__Given problem__
Rewrite everything below, from the line containing "Would you please tag the tree" down to the last entry, keeping every line intact except that each x and y coordinate in the answers is raised by 6.

__Available data__
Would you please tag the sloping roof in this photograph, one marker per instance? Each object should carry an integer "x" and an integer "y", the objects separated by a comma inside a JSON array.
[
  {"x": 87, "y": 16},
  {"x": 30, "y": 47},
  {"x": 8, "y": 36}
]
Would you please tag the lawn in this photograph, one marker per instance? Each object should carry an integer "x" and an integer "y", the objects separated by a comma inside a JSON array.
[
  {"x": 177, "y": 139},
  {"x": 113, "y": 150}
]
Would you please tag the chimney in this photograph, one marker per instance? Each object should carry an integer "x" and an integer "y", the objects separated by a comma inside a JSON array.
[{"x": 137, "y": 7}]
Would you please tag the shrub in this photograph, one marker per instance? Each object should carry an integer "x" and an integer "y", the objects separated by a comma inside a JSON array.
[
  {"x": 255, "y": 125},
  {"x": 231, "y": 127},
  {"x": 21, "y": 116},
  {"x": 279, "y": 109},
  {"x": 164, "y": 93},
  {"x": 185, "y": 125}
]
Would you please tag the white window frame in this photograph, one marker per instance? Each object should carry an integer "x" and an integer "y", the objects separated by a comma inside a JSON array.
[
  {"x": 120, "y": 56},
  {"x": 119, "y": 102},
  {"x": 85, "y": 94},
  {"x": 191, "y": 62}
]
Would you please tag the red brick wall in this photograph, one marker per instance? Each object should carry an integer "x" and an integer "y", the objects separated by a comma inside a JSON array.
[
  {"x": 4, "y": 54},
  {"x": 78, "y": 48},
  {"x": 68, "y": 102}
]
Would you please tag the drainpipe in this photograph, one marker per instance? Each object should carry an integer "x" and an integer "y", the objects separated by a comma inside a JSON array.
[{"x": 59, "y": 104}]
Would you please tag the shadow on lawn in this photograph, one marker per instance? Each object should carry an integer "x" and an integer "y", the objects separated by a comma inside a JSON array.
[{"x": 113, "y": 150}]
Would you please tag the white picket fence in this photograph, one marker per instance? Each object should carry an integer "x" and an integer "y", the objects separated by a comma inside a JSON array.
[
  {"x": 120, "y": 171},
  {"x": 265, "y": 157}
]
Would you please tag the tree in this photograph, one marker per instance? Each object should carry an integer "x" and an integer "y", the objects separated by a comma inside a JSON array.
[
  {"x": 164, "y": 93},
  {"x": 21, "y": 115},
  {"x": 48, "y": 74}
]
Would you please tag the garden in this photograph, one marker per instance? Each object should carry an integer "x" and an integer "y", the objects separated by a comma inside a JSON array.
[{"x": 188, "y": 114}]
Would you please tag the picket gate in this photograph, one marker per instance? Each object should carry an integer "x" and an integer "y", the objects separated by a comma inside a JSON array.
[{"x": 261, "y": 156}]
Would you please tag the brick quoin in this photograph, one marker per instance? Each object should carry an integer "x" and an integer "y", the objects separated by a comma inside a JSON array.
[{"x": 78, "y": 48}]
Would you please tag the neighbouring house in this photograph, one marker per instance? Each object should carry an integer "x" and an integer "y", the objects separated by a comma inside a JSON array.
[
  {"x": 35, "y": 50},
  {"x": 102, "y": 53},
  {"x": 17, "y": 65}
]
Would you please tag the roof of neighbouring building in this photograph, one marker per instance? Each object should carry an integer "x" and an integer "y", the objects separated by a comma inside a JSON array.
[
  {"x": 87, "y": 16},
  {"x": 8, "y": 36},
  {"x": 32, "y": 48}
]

__Written response__
Would you please tag the tree in this photograph, one marker per instance? Each object should carry an integer "x" and an integer "y", the objects separated by a comma inside a JSON array.
[
  {"x": 170, "y": 99},
  {"x": 27, "y": 121},
  {"x": 54, "y": 80}
]
Would you please tag the garden in this photograph, one marker per instance? Each object should carry an integer "x" and an integer "y", the objects separated by a comma inside a JSON array.
[{"x": 194, "y": 120}]
Would you please tag the picket gate in this photograph, one marker per instance? Each object should carry an integer "x" and an integer "y", the objects separated by a comma inside a JSON array.
[{"x": 267, "y": 162}]
Would you please tag the brick quoin in this photograph, one marker per instance? Each object should carry an integer "x" and an integer "y", the objects separated by a comma inside a JSON array.
[{"x": 84, "y": 54}]
Would you please tag the neighbouring house in this photograph, one marker per instance? Each object should carry an integer "x" and an integer "y", the objects separated by a comma inside a JSON array.
[
  {"x": 41, "y": 56},
  {"x": 108, "y": 59},
  {"x": 23, "y": 71}
]
Would you please tag the roof of neighbouring building in this photograph, one marker per instance? Each object should carry an integer "x" and an integer "y", the objects separated by a comma inside a JSON array.
[
  {"x": 93, "y": 22},
  {"x": 14, "y": 42},
  {"x": 38, "y": 54}
]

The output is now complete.